**Consigne A**
Mettez à jour les lignes enregistrées, de la première jusqu'à celle qui contient « positive clicks: (313, 76) » incluse : remplacez « rough mask » par « approximate mask » sans rien modifier d'autre. Ne reproduisez que ces lignes et laissez les images de côté, s'il vous plaît.

**Extrait du document**
Écrit par f. Maximilien

XXXè dimanche du T.O – 24 octobre 2021

Quand certains passent du rire aux larmes, d’autres pleurent de joie ou rient aux larmes. Se pourrait-il que, parfois, nos émotions s’entremêlent ? Quand les sentiments s’emmêlent, les réactions se mêlent. Écoutez comment il en est de même pour le prophète Jérémie. « Faites résonner vos louanges, s’exclame-t-il, et criez tous : ‘Seigneur, sauve ton peuple’ ». Dans la même phrase, Jérémie mêle louange et supplication. Louange car le Seigneur conduit les membres de son peuple « par un droit chemin où ils ne trébucheront pas » ; supplication car « ils avancent dans les pleurs ». Il y a, chez le prophète Jérémie, comme un amalgame de sentiments et d’émotions. Le cœur de l’homme est complexe. Quelle sera alors la réponse chrétienne à ce mélange de sentiments, à cette complexité du cœur ? Par exemple, comment tracer sa route lorsque les révélations du rapport Sauvé jettent l’une contre l’autre confiance et défiance, confiance en Dieu à laquelle notre cœur aspire et défiance envers ses ministres à laquelle nos sentiments conduisent ? Mais, de manière plus large, comment tenir droit dans l’espérance lorsque nous voyons notre propre péché ? Comment vivre de charité, sans céder aux sirènes de l’« à-quoi-bon » ?

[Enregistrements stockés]
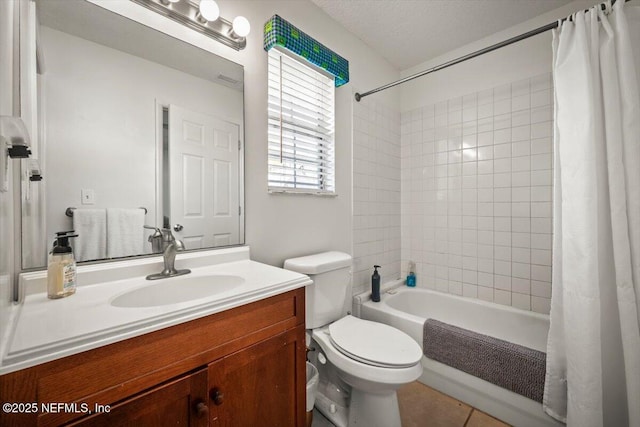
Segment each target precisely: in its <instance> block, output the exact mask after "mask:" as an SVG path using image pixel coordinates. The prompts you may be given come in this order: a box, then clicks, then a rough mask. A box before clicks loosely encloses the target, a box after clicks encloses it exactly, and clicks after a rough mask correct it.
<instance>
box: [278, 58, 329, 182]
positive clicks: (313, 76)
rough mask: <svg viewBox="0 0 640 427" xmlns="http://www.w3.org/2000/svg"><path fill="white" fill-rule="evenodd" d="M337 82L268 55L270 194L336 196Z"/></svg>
mask: <svg viewBox="0 0 640 427" xmlns="http://www.w3.org/2000/svg"><path fill="white" fill-rule="evenodd" d="M334 91H335V88H334V81H333V78H331V77H327V76H326V75H324V74H322V73H320V72H319V71H316V70H315V69H313V68H311V67H309V66H307V65H305V64H303V63H301V62H299V61H296V60H295V59H293V58H290V57H289V56H287V55H286V54H283V53H282V52H280V51H278V50H277V49H271V50H270V51H269V156H268V158H269V160H268V161H269V190H271V191H298V192H307V193H334V192H335V154H334V131H335V129H334V121H335V110H334V108H335V107H334V105H335V102H334Z"/></svg>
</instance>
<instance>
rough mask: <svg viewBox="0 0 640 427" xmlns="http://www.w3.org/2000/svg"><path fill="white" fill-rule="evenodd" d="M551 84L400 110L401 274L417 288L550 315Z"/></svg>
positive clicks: (550, 247)
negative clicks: (417, 276)
mask: <svg viewBox="0 0 640 427" xmlns="http://www.w3.org/2000/svg"><path fill="white" fill-rule="evenodd" d="M552 93H553V91H552V79H551V74H550V73H549V74H543V75H540V76H536V77H533V78H530V79H525V80H521V81H517V82H514V83H512V84H506V85H503V86H499V87H496V88H493V89H490V90H486V91H482V92H478V93H473V94H469V95H467V96H463V97H460V98H454V99H449V100H448V101H443V102H439V103H437V104H435V105H427V106H425V107H423V108H419V109H415V110H412V111H407V112H403V113H402V117H401V136H402V137H401V140H402V144H401V146H402V150H401V157H402V160H401V166H402V267H403V268H402V270H403V274H404V271H405V270H406V263H407V262H408V261H409V260H413V261H415V262H416V263H417V266H416V267H417V270H418V271H417V272H416V274H417V276H418V277H417V282H418V285H419V286H423V287H426V288H430V289H435V290H438V291H441V292H448V293H452V294H457V295H462V296H465V297H470V298H479V299H482V300H486V301H492V302H496V303H499V304H505V305H511V306H513V307H516V308H519V309H523V310H533V311H537V312H543V313H548V312H549V306H550V298H551V231H552V229H551V212H552V209H551V201H552V191H551V190H552V160H553V159H552V151H553V149H552V129H553V122H552V120H553V111H552V109H553V105H552Z"/></svg>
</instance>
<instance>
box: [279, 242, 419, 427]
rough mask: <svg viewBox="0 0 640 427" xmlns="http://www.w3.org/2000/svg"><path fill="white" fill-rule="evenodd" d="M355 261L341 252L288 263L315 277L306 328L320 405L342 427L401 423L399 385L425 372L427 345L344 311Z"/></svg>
mask: <svg viewBox="0 0 640 427" xmlns="http://www.w3.org/2000/svg"><path fill="white" fill-rule="evenodd" d="M350 266H351V257H350V256H349V255H348V254H345V253H341V252H325V253H321V254H317V255H311V256H305V257H300V258H293V259H289V260H287V261H285V264H284V267H285V268H286V269H289V270H293V271H297V272H300V273H304V274H307V275H308V276H309V277H310V278H311V279H312V280H313V281H314V283H313V285H309V286H308V287H307V288H306V327H307V328H308V329H309V332H310V335H311V338H312V343H311V344H312V345H311V347H312V348H315V350H316V351H315V352H312V353H316V354H313V355H312V354H311V353H310V360H311V361H312V363H314V364H315V365H316V367H317V368H318V371H319V375H320V387H319V389H318V392H317V394H316V396H317V399H316V407H317V408H318V410H319V411H320V412H322V413H323V414H324V415H325V417H327V418H328V419H329V420H330V421H331V422H332V423H333V424H334V425H336V426H337V427H354V426H367V427H378V426H379V427H400V412H399V408H398V399H397V395H396V390H397V389H398V388H399V387H400V386H402V385H404V384H407V383H409V382H412V381H415V380H416V379H418V378H419V377H420V376H421V375H422V365H421V363H420V361H421V359H422V349H421V348H420V346H419V345H418V344H417V343H416V342H415V341H414V340H413V339H412V338H411V337H410V336H408V335H407V334H405V333H404V332H402V331H400V330H398V329H396V328H393V327H391V326H388V325H384V324H381V323H377V322H372V321H368V320H363V319H359V318H357V317H353V316H351V315H346V313H344V312H343V306H344V303H345V302H346V301H347V300H350V299H351V289H350V288H351V286H350V279H351V277H350V276H351V274H350V271H349V269H350Z"/></svg>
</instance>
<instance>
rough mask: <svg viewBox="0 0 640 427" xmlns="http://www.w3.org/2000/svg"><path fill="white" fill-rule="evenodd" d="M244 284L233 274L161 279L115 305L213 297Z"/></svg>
mask: <svg viewBox="0 0 640 427" xmlns="http://www.w3.org/2000/svg"><path fill="white" fill-rule="evenodd" d="M243 283H244V279H243V278H242V277H239V276H231V275H209V276H181V277H174V278H170V279H161V280H159V281H158V282H155V283H153V284H151V285H149V286H145V287H142V288H138V289H134V290H132V291H129V292H127V293H124V294H121V295H119V296H117V297H115V298H114V299H113V300H112V301H111V305H112V306H114V307H131V308H133V307H157V306H161V305H170V304H177V303H181V302H186V301H191V300H196V299H200V298H206V297H210V296H213V295H216V294H219V293H222V292H225V291H229V290H231V289H233V288H236V287H238V286H240V285H242V284H243Z"/></svg>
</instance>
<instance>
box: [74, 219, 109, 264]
mask: <svg viewBox="0 0 640 427" xmlns="http://www.w3.org/2000/svg"><path fill="white" fill-rule="evenodd" d="M73 229H74V230H75V232H76V234H77V235H78V237H76V238H75V239H74V240H72V243H71V245H72V246H73V250H74V253H75V258H76V261H90V260H94V259H103V258H105V257H106V256H107V211H106V210H104V209H75V210H74V211H73Z"/></svg>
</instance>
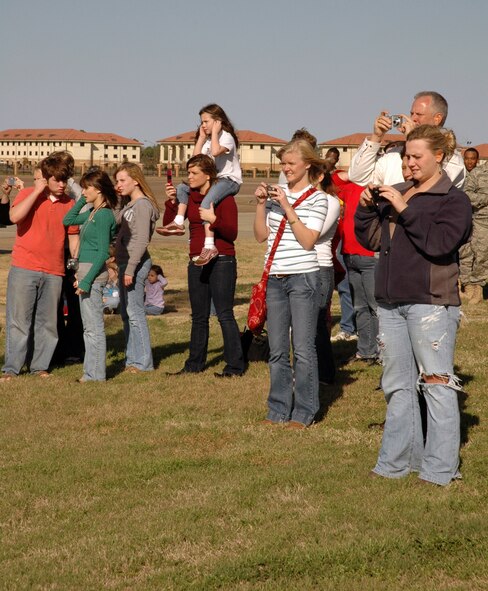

**Consigne B**
Dans l'extrait de document, quelles deux choses Jérémie mêle-t-il dans la même phrase ?

**Réponse finale A**
Segment each target precisely: in its <instance> block, output the exact mask after "mask:" as an SVG path using image pixel coordinates. The prompts you may be given come in this order: a box, then clicks, then a approximate mask. A box before clicks loosely encloses the target, a box after clicks encloses it exactly, and clicks after a approximate mask correct it.
<instance>
box: [278, 58, 329, 182]
positive clicks: (313, 76)

**Réponse finale B**
La louange et la supplication.